Exercise details ::
Extract every line in the entries below that contains the string "blue", copying each one in full.

Raw records ::
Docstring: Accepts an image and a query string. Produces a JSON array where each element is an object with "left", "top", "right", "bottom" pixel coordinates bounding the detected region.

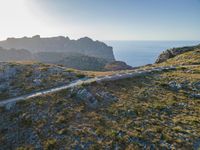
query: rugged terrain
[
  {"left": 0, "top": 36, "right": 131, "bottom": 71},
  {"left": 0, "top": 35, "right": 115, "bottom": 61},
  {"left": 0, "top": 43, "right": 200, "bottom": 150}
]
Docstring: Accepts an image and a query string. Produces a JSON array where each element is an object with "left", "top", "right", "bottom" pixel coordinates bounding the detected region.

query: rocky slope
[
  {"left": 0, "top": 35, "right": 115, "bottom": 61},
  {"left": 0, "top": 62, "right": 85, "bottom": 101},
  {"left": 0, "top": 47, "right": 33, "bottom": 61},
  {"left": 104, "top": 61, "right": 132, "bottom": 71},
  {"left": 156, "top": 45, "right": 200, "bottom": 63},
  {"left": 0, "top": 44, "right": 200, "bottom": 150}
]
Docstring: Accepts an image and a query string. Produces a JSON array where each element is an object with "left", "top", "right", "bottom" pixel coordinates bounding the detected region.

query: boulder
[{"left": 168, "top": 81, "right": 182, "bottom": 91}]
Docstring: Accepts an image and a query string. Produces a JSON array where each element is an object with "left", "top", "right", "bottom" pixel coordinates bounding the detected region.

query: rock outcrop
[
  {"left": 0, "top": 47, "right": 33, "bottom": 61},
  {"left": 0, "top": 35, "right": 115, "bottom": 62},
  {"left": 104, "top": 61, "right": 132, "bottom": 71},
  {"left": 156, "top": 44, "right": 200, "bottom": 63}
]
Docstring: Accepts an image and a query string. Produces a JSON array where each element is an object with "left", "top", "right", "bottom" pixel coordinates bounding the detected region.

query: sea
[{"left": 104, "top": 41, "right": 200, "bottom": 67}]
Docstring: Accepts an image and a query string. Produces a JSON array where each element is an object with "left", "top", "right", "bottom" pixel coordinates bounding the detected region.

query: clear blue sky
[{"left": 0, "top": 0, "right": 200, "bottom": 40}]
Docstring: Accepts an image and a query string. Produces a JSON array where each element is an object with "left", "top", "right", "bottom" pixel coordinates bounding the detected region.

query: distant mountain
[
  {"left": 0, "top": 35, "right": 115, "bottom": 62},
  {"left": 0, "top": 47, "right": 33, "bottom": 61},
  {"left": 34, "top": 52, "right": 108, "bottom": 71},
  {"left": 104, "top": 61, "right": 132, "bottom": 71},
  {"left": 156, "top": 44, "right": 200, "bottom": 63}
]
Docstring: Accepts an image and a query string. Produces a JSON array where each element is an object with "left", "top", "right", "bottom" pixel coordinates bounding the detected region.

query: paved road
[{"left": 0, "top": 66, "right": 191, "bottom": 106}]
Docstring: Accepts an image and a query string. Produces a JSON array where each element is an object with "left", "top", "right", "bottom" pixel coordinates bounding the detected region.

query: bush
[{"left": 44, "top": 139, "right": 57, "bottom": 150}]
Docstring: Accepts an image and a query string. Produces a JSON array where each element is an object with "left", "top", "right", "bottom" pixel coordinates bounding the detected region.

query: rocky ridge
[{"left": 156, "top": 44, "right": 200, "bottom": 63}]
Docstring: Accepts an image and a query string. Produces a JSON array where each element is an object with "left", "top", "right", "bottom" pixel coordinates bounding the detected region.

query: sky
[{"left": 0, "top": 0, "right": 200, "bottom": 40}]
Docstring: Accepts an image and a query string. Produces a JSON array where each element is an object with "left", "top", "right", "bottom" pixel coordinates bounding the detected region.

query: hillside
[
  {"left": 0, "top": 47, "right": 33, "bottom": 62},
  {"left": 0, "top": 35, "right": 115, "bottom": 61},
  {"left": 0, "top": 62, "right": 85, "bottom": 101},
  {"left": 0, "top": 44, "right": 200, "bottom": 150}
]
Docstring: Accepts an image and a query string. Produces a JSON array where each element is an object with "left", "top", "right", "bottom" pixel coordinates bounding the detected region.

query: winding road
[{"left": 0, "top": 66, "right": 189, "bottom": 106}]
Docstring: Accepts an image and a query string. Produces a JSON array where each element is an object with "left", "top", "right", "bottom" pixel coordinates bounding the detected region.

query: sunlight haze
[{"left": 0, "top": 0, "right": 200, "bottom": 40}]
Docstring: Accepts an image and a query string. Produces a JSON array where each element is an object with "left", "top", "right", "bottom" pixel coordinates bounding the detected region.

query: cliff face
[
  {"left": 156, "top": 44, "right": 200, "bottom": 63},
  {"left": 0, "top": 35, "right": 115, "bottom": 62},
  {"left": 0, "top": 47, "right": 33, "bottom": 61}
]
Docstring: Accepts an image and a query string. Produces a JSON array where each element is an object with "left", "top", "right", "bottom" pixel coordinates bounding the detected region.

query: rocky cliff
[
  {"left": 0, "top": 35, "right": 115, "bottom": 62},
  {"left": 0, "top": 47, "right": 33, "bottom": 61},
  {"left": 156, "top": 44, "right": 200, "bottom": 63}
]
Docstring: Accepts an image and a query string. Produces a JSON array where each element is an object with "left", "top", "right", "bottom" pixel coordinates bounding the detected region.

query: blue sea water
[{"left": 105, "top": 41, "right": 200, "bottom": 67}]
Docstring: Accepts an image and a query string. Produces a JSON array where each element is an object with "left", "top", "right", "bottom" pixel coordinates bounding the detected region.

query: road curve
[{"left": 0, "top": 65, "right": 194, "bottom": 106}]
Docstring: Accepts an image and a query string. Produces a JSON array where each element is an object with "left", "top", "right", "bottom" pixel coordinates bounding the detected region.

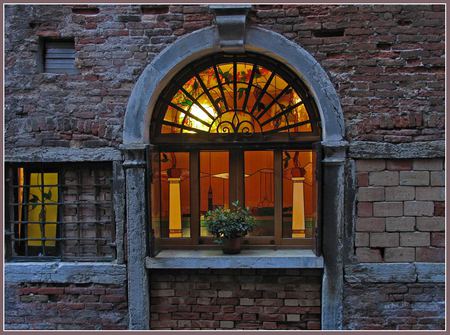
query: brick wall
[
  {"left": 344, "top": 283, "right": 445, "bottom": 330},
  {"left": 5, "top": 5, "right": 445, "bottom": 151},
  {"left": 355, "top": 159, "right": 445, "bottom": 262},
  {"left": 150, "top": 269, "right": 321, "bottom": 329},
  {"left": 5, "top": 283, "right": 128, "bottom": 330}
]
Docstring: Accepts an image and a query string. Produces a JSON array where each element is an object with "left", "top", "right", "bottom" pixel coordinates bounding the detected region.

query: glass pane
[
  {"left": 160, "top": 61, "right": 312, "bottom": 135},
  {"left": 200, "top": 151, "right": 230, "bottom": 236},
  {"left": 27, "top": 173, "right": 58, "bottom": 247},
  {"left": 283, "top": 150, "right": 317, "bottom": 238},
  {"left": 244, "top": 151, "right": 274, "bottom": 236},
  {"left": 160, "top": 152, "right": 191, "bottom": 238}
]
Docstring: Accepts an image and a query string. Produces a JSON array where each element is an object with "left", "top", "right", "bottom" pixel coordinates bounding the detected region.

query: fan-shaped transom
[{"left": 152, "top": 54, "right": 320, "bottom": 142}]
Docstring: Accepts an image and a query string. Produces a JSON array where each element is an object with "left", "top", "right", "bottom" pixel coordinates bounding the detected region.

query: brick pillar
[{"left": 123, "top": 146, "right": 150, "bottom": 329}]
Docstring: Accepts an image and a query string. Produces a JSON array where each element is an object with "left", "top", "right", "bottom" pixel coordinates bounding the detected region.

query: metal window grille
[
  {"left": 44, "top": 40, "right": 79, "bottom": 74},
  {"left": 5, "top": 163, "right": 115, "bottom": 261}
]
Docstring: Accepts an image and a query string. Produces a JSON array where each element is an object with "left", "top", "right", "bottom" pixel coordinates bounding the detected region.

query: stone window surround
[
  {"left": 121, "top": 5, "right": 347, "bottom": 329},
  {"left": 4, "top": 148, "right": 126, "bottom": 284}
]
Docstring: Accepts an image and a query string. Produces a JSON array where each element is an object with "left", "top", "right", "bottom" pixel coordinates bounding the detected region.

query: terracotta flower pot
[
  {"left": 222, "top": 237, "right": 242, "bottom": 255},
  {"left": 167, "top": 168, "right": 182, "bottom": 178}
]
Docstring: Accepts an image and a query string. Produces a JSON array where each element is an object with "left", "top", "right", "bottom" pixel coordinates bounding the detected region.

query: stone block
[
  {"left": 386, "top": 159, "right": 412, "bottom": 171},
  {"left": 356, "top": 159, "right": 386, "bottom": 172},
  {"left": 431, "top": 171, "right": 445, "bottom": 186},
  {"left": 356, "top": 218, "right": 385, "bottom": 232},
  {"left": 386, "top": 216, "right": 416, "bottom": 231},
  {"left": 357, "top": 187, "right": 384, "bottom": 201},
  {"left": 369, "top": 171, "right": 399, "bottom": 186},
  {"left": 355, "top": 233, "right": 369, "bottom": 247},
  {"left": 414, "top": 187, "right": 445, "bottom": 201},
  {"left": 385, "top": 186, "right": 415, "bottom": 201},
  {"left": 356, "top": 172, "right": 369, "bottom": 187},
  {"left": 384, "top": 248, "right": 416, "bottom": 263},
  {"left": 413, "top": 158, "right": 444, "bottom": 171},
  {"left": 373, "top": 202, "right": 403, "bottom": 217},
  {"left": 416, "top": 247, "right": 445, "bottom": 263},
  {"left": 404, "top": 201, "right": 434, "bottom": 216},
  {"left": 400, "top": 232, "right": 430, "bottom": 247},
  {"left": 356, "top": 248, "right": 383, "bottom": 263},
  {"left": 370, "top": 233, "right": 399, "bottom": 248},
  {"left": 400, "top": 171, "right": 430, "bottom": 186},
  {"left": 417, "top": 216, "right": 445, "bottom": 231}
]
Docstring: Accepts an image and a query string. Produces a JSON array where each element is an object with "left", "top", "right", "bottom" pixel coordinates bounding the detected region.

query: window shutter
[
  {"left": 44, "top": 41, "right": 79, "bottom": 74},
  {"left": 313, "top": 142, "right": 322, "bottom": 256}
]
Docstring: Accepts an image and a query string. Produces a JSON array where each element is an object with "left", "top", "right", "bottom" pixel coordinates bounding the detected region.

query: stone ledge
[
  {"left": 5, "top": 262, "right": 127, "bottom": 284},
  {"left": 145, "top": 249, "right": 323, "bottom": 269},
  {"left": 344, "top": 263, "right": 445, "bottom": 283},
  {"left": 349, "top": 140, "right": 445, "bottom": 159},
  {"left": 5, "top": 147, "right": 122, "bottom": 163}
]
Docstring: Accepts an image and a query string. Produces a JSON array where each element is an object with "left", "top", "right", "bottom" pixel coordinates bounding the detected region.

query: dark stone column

Written answer ::
query: clear blue sky
query: blue sea water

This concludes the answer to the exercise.